(Task description): Transcribe the entries exactly as each line appears.

(Entries supplied):
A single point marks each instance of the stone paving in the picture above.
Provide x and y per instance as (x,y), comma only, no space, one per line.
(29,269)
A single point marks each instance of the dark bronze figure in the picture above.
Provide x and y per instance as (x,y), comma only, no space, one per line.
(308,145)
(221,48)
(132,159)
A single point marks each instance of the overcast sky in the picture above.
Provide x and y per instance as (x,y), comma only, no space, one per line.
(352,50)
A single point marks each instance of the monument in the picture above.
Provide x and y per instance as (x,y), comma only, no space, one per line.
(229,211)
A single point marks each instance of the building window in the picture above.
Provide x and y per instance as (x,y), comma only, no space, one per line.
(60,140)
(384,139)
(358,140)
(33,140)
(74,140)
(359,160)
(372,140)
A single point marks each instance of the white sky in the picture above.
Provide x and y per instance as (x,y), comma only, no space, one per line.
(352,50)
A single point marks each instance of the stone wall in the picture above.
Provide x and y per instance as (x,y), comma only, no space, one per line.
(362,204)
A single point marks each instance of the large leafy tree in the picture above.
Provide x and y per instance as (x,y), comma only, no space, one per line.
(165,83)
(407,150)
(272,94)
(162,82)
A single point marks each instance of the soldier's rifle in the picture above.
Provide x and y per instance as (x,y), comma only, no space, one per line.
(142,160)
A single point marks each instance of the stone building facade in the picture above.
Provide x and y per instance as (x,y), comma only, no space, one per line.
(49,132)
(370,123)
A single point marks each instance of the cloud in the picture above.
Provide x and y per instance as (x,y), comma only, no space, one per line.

(Finished task):
A single point marks each instance of the stone paving in the picture above.
Provide x and y per instance as (x,y), comma only, no space, one per line.
(29,269)
A single point marks each instance of the dark bronze figure in the picture above.
Provide x and y per instance as (x,y), comma only, no space, one per line.
(308,145)
(221,48)
(132,159)
A single point marks each instance of the overcast sky in the picture above.
Provide x and y per instance as (x,y), comma only, no space, one per line.
(352,50)
A single point marks each instance of the monument in the picture above.
Provide x and y per instance as (x,y), comma only, no space, one per line.
(229,211)
A single point marks each instance of the building window in the picture above.
Provide x and y per instance as (x,y), comma only, no space, one per line.
(60,140)
(384,139)
(358,140)
(33,140)
(74,140)
(359,160)
(372,140)
A single point marks each instance of the white sky in the picture above.
Provide x and y per instance as (x,y), comma only, no space, one per line.
(352,50)
A single point marks each instance of the stone wall in the picture above.
Provide x and y per instance as (x,y), comma only, no space, one per line.
(362,204)
A single point marks each instance of the large leafy tree in the picture above.
Provide x and y per instance as (x,y), comma only, no space, one per line.
(165,83)
(407,150)
(272,94)
(162,82)
A single point marks each instance of the soldier's rifle in the picture above.
Provide x and y per instance as (x,y), comma only, no space, one per line.
(142,160)
A single point marks each instance of the stone building facade in the picture above.
Provide x and y per instance as (x,y), comma only, no space, one per line.
(49,132)
(370,123)
A single point marks each instance of the cloud in the picture above.
Provide x and y per instance as (x,y), comma only, no space, one per line.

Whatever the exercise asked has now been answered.